Task details => Produce an exact copy of the lines below, starting at the first and ending with the line containing "positive clicks: (80, 254)".

Materials provided =>
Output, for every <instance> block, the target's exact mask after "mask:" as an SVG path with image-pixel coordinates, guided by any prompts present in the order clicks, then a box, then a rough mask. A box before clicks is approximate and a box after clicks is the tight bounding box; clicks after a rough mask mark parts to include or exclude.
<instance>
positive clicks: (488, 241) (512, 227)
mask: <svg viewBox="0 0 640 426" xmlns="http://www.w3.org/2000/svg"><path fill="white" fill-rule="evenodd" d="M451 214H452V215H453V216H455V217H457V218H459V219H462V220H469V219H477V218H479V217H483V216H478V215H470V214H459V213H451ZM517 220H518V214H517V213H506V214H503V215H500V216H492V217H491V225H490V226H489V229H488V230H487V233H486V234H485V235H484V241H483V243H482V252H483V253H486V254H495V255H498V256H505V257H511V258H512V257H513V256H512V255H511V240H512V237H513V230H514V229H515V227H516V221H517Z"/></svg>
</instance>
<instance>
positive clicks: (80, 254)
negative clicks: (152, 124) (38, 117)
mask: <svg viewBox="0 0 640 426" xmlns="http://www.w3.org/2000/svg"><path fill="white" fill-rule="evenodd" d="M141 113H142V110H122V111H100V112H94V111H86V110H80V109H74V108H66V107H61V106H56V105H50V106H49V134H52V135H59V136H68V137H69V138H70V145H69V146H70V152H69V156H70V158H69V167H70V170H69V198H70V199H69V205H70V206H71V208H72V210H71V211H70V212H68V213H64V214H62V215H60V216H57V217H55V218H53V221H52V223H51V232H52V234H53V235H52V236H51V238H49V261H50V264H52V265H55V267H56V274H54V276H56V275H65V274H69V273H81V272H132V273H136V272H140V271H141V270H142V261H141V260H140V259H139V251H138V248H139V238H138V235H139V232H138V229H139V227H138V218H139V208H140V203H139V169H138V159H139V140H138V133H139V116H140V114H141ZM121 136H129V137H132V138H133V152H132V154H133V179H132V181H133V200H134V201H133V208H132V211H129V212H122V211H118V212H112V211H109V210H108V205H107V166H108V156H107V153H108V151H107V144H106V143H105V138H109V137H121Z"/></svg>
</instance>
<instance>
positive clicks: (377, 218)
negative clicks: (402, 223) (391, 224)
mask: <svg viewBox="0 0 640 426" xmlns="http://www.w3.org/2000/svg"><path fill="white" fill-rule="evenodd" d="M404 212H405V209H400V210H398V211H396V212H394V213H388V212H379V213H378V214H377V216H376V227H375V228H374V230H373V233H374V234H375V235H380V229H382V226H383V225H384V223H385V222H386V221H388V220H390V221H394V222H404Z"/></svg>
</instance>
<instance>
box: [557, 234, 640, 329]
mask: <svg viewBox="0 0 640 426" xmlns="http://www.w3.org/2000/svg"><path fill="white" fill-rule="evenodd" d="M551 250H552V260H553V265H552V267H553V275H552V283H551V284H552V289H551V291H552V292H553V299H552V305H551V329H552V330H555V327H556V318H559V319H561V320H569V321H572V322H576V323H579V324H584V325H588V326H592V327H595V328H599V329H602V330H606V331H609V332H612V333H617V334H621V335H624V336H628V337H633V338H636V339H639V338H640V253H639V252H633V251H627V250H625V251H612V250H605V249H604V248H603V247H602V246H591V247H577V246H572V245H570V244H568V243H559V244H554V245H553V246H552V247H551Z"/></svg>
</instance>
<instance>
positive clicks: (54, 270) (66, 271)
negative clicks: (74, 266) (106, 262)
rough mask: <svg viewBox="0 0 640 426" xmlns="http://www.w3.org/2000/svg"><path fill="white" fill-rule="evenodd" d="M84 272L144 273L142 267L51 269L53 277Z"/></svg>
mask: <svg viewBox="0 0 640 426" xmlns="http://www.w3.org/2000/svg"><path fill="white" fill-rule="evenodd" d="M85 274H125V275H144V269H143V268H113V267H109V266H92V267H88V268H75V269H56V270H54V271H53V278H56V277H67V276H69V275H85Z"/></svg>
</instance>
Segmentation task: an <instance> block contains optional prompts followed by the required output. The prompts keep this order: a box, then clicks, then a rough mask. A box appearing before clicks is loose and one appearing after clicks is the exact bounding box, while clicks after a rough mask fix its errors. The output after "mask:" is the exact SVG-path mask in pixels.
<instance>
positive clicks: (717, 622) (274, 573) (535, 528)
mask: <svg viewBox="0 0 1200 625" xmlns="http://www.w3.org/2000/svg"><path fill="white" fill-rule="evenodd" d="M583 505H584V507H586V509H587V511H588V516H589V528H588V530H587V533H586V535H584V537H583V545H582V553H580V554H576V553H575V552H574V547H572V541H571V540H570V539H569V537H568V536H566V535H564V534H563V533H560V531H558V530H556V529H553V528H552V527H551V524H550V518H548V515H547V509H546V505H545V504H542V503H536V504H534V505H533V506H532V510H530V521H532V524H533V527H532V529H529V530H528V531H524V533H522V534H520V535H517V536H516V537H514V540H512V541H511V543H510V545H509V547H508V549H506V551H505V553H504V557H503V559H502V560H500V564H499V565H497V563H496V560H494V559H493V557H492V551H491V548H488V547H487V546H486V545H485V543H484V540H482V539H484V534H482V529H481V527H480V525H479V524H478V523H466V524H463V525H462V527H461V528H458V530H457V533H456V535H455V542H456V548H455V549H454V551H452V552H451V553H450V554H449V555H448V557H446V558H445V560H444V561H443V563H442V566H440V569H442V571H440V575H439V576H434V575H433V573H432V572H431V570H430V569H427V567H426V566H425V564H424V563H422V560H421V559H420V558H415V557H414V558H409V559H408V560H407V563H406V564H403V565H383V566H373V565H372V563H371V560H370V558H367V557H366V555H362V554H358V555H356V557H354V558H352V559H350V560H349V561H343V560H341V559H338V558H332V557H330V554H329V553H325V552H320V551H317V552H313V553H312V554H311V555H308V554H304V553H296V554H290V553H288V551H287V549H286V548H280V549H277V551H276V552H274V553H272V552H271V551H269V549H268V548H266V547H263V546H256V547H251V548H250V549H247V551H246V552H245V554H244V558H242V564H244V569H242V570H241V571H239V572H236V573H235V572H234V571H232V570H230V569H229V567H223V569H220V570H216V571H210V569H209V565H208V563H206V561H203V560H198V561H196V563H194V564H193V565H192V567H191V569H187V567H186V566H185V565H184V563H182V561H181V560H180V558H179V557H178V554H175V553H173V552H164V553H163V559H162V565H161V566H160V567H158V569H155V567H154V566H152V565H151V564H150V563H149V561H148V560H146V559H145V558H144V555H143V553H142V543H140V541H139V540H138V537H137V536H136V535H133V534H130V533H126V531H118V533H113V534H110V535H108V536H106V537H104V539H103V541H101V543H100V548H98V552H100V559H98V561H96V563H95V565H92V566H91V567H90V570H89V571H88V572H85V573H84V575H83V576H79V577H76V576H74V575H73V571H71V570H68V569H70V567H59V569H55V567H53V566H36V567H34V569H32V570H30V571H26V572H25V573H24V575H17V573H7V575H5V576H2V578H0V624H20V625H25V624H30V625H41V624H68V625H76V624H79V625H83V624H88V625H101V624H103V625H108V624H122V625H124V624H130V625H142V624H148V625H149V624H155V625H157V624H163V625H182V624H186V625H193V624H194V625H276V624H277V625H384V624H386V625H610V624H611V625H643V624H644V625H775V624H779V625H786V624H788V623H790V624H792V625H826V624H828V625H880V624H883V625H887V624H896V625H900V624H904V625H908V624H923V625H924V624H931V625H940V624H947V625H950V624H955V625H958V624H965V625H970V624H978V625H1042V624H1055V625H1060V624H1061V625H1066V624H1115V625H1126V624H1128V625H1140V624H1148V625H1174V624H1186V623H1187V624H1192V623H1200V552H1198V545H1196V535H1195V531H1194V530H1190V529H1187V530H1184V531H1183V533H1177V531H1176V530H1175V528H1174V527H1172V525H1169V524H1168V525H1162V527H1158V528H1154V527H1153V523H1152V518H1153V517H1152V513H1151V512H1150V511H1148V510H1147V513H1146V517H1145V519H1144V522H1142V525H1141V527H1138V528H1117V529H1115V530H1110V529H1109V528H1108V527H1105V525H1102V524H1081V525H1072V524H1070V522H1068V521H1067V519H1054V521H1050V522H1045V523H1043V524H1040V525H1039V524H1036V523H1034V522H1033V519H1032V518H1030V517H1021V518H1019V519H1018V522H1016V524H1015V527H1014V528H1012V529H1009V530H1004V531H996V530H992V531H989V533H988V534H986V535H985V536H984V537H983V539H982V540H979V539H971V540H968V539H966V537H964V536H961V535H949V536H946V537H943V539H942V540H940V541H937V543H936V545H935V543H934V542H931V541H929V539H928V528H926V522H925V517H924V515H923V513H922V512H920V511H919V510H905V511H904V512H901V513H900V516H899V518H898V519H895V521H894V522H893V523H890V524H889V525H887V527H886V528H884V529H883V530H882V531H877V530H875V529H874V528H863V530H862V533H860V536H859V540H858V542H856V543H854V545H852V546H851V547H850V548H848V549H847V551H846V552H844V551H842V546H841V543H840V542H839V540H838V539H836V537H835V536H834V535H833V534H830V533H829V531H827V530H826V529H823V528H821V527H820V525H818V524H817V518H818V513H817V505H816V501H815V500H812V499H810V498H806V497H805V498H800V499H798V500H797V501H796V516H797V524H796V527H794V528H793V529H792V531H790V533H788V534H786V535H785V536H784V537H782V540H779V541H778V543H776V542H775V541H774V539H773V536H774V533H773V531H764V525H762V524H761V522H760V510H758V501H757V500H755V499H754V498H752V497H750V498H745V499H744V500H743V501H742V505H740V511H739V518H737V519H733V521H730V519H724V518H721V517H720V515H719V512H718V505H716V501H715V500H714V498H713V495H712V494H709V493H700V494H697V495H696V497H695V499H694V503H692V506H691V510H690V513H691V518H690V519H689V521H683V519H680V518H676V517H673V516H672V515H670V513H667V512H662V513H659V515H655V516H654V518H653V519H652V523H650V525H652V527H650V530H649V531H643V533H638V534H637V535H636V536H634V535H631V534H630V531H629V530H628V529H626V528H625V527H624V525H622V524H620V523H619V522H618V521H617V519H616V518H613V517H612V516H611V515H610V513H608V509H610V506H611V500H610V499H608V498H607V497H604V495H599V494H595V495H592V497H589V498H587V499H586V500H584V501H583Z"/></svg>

Exercise result =>
Output, for every <instance> block, the target's exact mask after "mask:" as an SVG path with image-pixel coordinates, guided by any prompts present in the order clicks, then a box, then a rough mask. A box before clicks is approximate and a box after clicks is the tight bounding box; clicks after a rough mask mark parts to include or exclude.
<instance>
positive clicks: (488, 241) (512, 227)
mask: <svg viewBox="0 0 640 426" xmlns="http://www.w3.org/2000/svg"><path fill="white" fill-rule="evenodd" d="M451 214H452V215H453V216H455V217H457V218H459V219H462V220H469V219H477V218H479V217H483V216H478V215H470V214H459V213H451ZM517 220H518V214H517V213H506V214H503V215H500V216H492V217H491V225H490V226H489V229H488V230H487V233H486V234H485V235H484V241H483V243H482V252H483V253H486V254H495V255H498V256H505V257H511V258H512V257H513V256H512V255H511V240H512V237H513V230H514V229H515V227H516V221H517Z"/></svg>
</instance>
<instance>
positive clicks: (80, 254)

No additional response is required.